Provided records:
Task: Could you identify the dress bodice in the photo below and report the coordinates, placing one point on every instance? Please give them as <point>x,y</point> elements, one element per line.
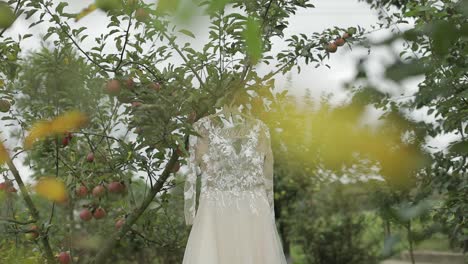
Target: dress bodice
<point>233,156</point>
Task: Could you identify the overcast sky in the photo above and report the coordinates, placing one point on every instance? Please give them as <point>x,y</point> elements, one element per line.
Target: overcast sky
<point>327,14</point>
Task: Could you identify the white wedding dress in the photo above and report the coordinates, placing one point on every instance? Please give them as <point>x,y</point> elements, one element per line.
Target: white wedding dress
<point>235,220</point>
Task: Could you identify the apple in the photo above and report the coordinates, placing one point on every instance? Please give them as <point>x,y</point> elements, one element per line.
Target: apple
<point>82,191</point>
<point>180,152</point>
<point>65,141</point>
<point>119,223</point>
<point>346,35</point>
<point>176,167</point>
<point>99,213</point>
<point>132,2</point>
<point>4,186</point>
<point>99,191</point>
<point>155,85</point>
<point>4,106</point>
<point>33,234</point>
<point>86,215</point>
<point>90,157</point>
<point>141,14</point>
<point>8,16</point>
<point>340,41</point>
<point>136,104</point>
<point>129,83</point>
<point>192,116</point>
<point>113,87</point>
<point>138,130</point>
<point>332,47</point>
<point>64,258</point>
<point>115,187</point>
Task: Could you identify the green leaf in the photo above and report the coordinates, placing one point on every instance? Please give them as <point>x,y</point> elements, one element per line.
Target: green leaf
<point>443,34</point>
<point>400,71</point>
<point>253,40</point>
<point>187,32</point>
<point>7,17</point>
<point>460,148</point>
<point>60,7</point>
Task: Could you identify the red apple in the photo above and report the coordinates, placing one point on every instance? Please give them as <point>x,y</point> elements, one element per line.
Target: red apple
<point>136,104</point>
<point>64,258</point>
<point>332,47</point>
<point>99,191</point>
<point>86,215</point>
<point>192,116</point>
<point>3,186</point>
<point>346,35</point>
<point>129,83</point>
<point>82,191</point>
<point>65,141</point>
<point>176,167</point>
<point>132,2</point>
<point>99,213</point>
<point>90,157</point>
<point>119,223</point>
<point>155,86</point>
<point>138,130</point>
<point>33,233</point>
<point>180,152</point>
<point>4,106</point>
<point>340,42</point>
<point>115,187</point>
<point>141,14</point>
<point>113,87</point>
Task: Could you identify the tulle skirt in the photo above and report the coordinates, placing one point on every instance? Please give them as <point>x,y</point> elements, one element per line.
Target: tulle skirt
<point>233,233</point>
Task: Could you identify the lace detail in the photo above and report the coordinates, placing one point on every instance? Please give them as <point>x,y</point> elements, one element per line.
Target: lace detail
<point>235,160</point>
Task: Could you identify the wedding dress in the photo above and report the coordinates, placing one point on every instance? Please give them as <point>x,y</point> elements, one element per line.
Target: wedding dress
<point>235,220</point>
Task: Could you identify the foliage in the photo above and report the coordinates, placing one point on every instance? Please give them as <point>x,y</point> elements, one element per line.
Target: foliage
<point>331,228</point>
<point>436,48</point>
<point>135,89</point>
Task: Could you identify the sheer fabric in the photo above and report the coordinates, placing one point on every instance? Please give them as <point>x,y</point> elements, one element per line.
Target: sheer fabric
<point>235,220</point>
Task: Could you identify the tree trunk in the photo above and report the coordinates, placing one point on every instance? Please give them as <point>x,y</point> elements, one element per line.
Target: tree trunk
<point>410,240</point>
<point>103,255</point>
<point>32,209</point>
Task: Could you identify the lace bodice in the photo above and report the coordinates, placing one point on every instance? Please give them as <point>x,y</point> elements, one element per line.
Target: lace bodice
<point>232,155</point>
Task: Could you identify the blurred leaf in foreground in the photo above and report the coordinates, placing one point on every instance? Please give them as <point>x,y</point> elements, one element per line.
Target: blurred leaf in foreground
<point>52,189</point>
<point>3,153</point>
<point>7,17</point>
<point>253,40</point>
<point>63,123</point>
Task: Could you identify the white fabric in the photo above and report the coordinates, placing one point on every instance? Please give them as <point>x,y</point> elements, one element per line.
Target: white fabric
<point>235,222</point>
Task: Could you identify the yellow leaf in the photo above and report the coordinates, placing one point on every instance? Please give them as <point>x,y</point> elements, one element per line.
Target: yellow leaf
<point>39,130</point>
<point>68,121</point>
<point>64,123</point>
<point>3,153</point>
<point>52,189</point>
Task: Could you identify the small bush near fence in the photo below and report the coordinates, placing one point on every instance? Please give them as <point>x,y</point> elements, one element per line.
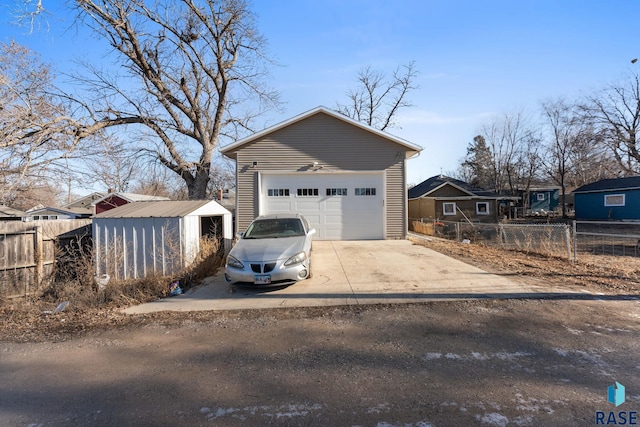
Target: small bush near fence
<point>75,281</point>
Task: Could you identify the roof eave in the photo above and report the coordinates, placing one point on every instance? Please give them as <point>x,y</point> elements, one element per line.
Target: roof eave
<point>231,149</point>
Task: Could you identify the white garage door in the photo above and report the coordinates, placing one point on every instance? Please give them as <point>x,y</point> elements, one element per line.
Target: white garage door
<point>339,206</point>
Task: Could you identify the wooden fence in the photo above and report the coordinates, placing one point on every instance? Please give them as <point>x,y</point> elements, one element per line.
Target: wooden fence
<point>28,252</point>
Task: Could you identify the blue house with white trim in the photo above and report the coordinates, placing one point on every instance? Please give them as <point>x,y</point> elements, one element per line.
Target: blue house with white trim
<point>609,199</point>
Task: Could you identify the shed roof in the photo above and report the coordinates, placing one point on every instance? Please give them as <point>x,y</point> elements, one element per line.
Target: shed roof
<point>614,184</point>
<point>163,209</point>
<point>231,149</point>
<point>430,185</point>
<point>6,211</point>
<point>130,197</point>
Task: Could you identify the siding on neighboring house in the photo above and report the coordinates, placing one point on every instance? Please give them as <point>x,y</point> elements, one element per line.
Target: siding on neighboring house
<point>590,201</point>
<point>592,206</point>
<point>336,146</point>
<point>429,197</point>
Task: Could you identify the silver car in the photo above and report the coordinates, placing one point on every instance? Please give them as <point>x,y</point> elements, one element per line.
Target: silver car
<point>275,250</point>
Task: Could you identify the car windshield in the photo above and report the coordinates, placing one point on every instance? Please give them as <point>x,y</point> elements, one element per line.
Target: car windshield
<point>274,228</point>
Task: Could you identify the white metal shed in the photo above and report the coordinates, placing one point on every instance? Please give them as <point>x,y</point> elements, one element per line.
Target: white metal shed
<point>156,237</point>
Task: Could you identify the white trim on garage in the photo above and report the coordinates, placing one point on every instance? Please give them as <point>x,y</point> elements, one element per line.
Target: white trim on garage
<point>339,205</point>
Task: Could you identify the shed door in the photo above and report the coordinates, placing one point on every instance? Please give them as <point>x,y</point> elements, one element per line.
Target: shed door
<point>339,206</point>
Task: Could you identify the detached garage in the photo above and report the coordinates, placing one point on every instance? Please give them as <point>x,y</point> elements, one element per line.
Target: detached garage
<point>347,178</point>
<point>142,239</point>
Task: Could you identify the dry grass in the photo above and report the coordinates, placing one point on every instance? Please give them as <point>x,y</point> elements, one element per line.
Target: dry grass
<point>91,306</point>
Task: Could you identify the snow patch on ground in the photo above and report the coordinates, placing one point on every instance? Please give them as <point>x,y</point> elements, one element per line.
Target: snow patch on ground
<point>283,411</point>
<point>493,419</point>
<point>503,355</point>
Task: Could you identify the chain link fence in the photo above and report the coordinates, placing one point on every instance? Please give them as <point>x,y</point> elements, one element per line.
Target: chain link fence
<point>547,239</point>
<point>558,239</point>
<point>607,238</point>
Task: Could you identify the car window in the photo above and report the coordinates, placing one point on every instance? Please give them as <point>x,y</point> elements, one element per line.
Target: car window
<point>274,228</point>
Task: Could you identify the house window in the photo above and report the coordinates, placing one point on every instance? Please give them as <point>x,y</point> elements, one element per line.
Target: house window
<point>336,191</point>
<point>482,208</point>
<point>365,191</point>
<point>307,192</point>
<point>614,199</point>
<point>449,208</point>
<point>278,192</point>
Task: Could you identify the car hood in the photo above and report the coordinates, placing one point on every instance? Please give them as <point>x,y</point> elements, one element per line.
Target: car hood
<point>260,250</point>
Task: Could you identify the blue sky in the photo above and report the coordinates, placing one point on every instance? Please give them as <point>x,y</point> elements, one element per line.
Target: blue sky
<point>475,59</point>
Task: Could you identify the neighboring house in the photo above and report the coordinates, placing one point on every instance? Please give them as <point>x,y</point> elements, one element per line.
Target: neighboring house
<point>143,239</point>
<point>113,200</point>
<point>347,178</point>
<point>448,199</point>
<point>542,201</point>
<point>609,199</point>
<point>10,214</point>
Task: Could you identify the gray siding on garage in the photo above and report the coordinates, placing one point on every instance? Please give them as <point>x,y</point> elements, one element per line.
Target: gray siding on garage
<point>334,144</point>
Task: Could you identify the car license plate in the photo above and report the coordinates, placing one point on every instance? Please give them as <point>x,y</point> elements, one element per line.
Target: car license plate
<point>262,280</point>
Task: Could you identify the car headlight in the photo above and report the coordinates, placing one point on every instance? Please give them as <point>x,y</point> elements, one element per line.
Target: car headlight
<point>296,259</point>
<point>233,262</point>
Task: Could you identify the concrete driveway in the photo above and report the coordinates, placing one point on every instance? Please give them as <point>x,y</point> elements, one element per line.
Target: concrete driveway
<point>359,272</point>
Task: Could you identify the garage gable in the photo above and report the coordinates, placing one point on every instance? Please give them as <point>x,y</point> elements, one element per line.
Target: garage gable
<point>347,178</point>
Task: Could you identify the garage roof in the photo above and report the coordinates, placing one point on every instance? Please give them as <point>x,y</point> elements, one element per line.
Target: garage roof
<point>162,209</point>
<point>230,150</point>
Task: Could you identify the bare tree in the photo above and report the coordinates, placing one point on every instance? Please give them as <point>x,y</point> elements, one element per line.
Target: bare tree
<point>186,71</point>
<point>376,101</point>
<point>476,168</point>
<point>37,134</point>
<point>566,128</point>
<point>513,144</point>
<point>615,114</point>
<point>29,13</point>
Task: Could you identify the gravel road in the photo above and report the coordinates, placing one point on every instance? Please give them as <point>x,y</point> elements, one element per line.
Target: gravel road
<point>464,363</point>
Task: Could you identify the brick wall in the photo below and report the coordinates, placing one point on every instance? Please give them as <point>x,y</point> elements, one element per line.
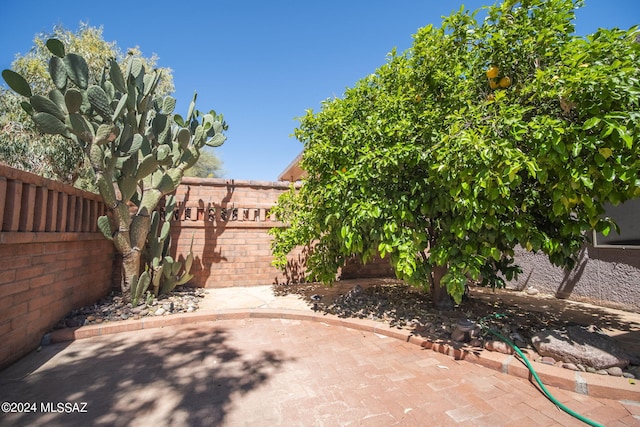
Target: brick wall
<point>52,257</point>
<point>228,221</point>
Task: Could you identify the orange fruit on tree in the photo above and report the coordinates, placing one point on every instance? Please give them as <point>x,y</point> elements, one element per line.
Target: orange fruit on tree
<point>505,82</point>
<point>492,72</point>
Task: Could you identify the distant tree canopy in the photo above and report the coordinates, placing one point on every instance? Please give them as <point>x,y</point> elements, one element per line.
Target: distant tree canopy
<point>52,156</point>
<point>480,137</point>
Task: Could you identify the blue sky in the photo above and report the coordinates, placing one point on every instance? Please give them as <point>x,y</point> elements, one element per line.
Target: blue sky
<point>261,64</point>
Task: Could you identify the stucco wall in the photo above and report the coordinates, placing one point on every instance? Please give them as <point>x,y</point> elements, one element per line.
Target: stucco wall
<point>603,276</point>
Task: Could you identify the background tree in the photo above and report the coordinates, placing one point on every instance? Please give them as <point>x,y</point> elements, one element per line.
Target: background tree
<point>52,156</point>
<point>482,136</point>
<point>138,149</point>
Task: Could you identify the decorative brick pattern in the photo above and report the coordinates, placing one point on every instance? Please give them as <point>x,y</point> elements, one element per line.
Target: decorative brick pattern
<point>52,258</point>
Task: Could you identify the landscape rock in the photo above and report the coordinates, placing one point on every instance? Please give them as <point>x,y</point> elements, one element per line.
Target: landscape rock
<point>614,371</point>
<point>499,346</point>
<point>579,346</point>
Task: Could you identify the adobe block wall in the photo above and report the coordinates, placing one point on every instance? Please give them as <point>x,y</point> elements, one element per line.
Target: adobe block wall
<point>605,276</point>
<point>228,221</point>
<point>52,257</point>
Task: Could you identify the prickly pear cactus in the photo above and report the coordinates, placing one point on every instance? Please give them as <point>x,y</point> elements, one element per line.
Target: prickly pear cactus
<point>165,272</point>
<point>138,147</point>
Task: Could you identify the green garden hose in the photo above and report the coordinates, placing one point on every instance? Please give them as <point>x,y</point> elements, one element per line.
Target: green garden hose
<point>534,374</point>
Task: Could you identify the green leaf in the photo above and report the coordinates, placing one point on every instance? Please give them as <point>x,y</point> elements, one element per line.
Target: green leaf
<point>590,123</point>
<point>16,82</point>
<point>105,227</point>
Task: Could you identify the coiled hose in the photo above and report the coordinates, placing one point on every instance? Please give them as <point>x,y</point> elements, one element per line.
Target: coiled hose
<point>519,352</point>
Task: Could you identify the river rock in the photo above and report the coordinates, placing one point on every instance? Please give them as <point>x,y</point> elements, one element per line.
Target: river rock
<point>579,346</point>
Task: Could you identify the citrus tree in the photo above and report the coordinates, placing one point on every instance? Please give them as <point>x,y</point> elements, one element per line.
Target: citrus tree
<point>484,135</point>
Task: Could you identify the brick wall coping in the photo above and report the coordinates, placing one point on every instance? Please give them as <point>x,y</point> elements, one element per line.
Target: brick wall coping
<point>29,178</point>
<point>237,183</point>
<point>19,237</point>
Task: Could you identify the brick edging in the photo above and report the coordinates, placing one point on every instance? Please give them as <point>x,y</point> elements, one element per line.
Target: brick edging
<point>594,385</point>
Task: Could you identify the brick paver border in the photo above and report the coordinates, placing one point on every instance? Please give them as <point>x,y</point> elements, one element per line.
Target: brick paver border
<point>594,385</point>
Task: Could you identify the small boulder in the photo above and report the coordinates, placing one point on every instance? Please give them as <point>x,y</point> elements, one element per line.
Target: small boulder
<point>579,346</point>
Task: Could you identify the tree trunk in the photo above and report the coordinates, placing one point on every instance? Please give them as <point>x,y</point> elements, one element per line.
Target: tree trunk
<point>130,267</point>
<point>439,295</point>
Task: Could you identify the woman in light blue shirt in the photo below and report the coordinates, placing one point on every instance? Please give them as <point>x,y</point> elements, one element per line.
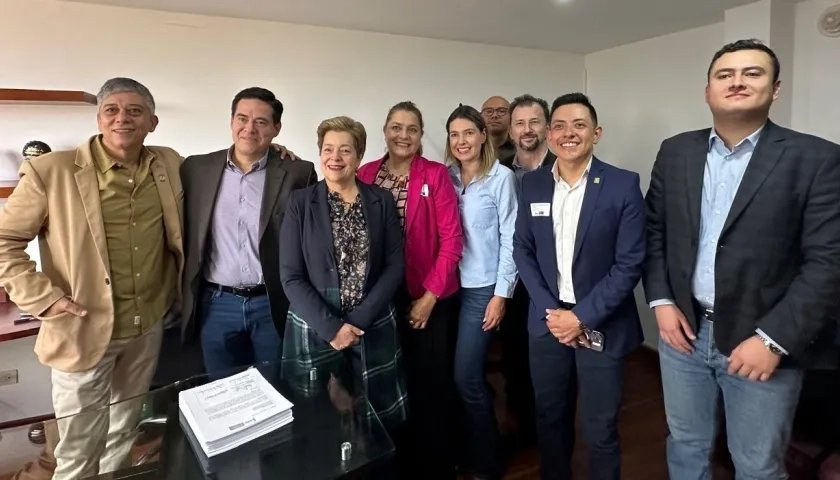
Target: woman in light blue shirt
<point>487,201</point>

Short exercise: Rewrite the part of the records that opens with the line containing "Task: Could you identify the gray" and closes with the line containing "<point>334,144</point>", putting "shed" wherever "garage" appears and keeping everything else unchanged.

Response to the exercise:
Task: Could you identify the gray siding on shed in the photo above and report the coordinates, placing one point on every instance? Please give them as <point>x,y</point> elements, one element per line.
Target: gray siding on shed
<point>334,144</point>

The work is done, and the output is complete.